TO DO: Print each entry verbatim.

** PROVIDED DATA follows **

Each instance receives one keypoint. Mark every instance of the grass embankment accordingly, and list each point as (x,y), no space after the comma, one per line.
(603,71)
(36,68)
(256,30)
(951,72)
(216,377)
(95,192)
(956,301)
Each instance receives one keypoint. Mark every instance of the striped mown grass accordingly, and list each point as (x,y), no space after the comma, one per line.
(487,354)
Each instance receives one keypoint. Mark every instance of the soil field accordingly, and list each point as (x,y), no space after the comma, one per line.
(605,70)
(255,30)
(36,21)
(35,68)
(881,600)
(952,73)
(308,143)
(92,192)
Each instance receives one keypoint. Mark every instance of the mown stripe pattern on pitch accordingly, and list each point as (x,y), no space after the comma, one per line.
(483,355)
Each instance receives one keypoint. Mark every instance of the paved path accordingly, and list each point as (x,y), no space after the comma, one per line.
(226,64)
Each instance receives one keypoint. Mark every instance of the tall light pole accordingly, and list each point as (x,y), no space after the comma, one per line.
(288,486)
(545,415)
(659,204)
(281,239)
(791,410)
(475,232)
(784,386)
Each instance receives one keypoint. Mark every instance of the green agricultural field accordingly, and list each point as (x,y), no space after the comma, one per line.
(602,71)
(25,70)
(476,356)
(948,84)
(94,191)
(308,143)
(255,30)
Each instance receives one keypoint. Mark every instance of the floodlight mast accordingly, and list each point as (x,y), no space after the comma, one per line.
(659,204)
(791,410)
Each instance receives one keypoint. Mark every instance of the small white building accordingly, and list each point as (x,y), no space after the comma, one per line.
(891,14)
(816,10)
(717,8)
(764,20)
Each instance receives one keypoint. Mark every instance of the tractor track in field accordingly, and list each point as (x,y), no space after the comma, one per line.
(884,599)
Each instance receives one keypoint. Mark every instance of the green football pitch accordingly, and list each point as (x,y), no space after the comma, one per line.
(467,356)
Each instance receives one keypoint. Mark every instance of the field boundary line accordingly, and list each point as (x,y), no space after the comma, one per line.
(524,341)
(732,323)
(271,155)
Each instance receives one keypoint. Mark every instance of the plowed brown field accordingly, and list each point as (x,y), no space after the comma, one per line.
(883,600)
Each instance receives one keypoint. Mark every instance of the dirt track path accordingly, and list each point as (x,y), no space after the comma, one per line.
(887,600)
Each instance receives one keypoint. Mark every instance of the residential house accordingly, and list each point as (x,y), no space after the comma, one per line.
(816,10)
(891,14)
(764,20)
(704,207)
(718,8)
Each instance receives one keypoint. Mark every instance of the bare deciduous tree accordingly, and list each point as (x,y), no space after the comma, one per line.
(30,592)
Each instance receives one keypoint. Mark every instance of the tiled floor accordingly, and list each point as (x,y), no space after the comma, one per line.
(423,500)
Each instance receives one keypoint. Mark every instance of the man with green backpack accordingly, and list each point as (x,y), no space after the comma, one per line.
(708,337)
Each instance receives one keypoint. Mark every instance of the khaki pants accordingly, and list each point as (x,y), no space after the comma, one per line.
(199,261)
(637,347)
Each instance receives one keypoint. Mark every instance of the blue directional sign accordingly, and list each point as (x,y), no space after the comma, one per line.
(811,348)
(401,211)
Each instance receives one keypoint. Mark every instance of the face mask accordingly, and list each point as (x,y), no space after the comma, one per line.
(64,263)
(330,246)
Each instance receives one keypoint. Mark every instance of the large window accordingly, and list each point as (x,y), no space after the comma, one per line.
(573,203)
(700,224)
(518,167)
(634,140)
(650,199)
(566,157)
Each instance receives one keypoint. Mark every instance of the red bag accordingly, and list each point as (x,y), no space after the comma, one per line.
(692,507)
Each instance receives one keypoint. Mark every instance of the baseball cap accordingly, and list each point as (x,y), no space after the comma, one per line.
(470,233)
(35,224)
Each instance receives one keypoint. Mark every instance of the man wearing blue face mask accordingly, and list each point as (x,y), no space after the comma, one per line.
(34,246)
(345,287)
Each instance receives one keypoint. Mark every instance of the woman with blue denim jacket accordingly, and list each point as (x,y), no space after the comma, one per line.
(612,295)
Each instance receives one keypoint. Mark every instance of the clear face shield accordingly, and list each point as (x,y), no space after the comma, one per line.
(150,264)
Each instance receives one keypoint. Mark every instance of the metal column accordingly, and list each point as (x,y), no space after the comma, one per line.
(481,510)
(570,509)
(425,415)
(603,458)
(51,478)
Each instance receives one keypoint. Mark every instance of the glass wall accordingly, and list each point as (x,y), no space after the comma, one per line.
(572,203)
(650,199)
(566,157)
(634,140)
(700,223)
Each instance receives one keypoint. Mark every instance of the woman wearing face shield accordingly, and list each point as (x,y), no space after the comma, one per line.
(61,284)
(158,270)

** End of PROVIDED DATA **

SOLVED EXERCISE:
Each instance receives one keypoint. Mark every instance of the grass embankment accordingly, and list each point as (x,y), no space after the comma, one per line.
(603,71)
(36,68)
(256,30)
(951,72)
(216,377)
(95,192)
(956,301)
Each instance receives one keypoint. Mark every instance of the striped mown grass accordingly, and list each point as (x,y), no space after the comma, one per line.
(487,354)
Each instance receives one keypoint. Mark every instance of the soil field accordingly, and list each point as (x,y), no space after the comma, one per line.
(605,70)
(255,30)
(36,21)
(35,68)
(881,600)
(952,73)
(308,143)
(92,192)
Each instance receives one keypoint. Mark every instance of the mown stripe pattern on pitch accordingly, and list each point as (x,y), no space after the comma, one per line.
(483,355)
Each instance receives one keypoint. Mark every instance of the paved path accordingly, and list each point as (x,y), no space after the comma, one per line.
(226,64)
Each instance receives one keypoint. Mark every instance of the tall light pole accordingly, and list each point as (x,y), no space after the comma, one per line.
(288,486)
(545,415)
(659,204)
(281,239)
(791,410)
(475,232)
(784,386)
Each instance receives one keypoint. Mark every instance of the green agricultural field accordingly, and list each point as (x,y), no space after the comma, one per line.
(602,71)
(25,70)
(476,356)
(948,84)
(94,191)
(308,143)
(255,30)
Each instance receives one keypoint. Mark every instance of the floodlight mast accordingly, and list each point as (x,y), no space after the comma, one per line.
(659,204)
(791,410)
Each instance receives one keypoint. Mark every instance of the small white building accordingly, and list each point as (x,y), no space after the comma, one per line.
(891,14)
(816,10)
(717,8)
(764,20)
Each instance receives one keypoint. Mark every instance of the tractor track in field accordingly, and list each point as (x,y), no space after the comma, one per line.
(884,599)
Each instance receives one keypoint. Mark every instance of the green football pitch accordingly, and list each point as (x,y), no space after the comma, one per line.
(467,356)
Each instance receives one keypoint. Mark every instance of the field boundary line accordingly, and list each point as (x,y), no space after the comma, one per line.
(524,341)
(732,323)
(271,155)
Each instance receives one keypoint. Mark every instance of the plowed brown field accordingly, and list each point as (x,y), no space after the comma, one per line.
(883,600)
Each instance receives one keypoint. Mark every instance of the dirt track path accordingly, and list each point as (x,y), no space after the comma, one per line.
(887,600)
Each instance receives one keypoint. Mark every instance of the residential house accordingly, and list each point as (x,y), no space after the comma, one per line.
(816,10)
(891,14)
(764,20)
(704,207)
(718,8)
Each instance receives one keypoint. Mark every instance of the bare deciduous tree accordingly, and list each point as (x,y), no space after the comma, one per line.
(30,592)
Each instance receives one keypoint. Mark every instance of the tiled floor accordingly, and list each point as (x,y), no space after the comma, one per line.
(423,500)
Each instance receives one keypoint. Mark every instance of the man with green backpack accordingly, and list each point as (x,y), no space after the comma, one per line.
(708,337)
Each instance receives one keypoint. Mark every instance of the khaki pants accordingly, and list each point as (x,y), no space after the comma, one per line.
(199,261)
(637,347)
Each instance receives one keypoint. Mark every instance of the blue directional sign accordingly, and list each point as (x,y), no space after the comma, one per line.
(811,348)
(401,211)
Each instance receives one keypoint. Mark every instance of the face mask accordingly, and list each point as (x,y), no space after the comma, one per line.
(64,263)
(330,246)
Each instance receives one keypoint. Mark every instance of the large window accordingly, and list each point as (x,y), no space after the comma, one per line.
(573,203)
(700,224)
(518,167)
(634,140)
(650,199)
(566,157)
Each instance receives one keypoint. Mark every instance of the red bag accordingly, and list each point as (x,y), no space after the comma, one per line.
(692,507)
Each instance receives one keypoint. Mark every instance of the baseball cap accordingly, and list each point as (x,y), no space after the comma, one per line.
(470,233)
(35,224)
Each instance receives one keypoint. Mark every instance of the man wearing blue face mask accordingly, and list each point as (x,y), no space after the comma, one per line.
(34,246)
(345,287)
Each instance receives one keypoint. Mark every instance of the woman with blue denim jacket accordingly, and list each point as (x,y), no space after the comma, one per line.
(612,295)
Each instance receives one keypoint. Mark every instance of the clear face shield accordingly, and list each point as (x,y), no space after the comma, one per line.
(150,264)
Each instance receives one keypoint. Mark every instance of the metal column accordingly, and list each point as (x,y), no space after the comma, one per line.
(481,510)
(570,509)
(425,415)
(603,458)
(51,478)
Each instance receives one keypoint. Mark every instance of the glass wall accordingly, and list each point as (x,y), no space after the comma, one per line.
(572,203)
(650,199)
(566,157)
(634,140)
(700,223)
Each instance receives one keypoint. Mark every instance of the woman wearing face shield accordingly, and list each point as (x,y), no space after the comma, one per line.
(61,284)
(158,270)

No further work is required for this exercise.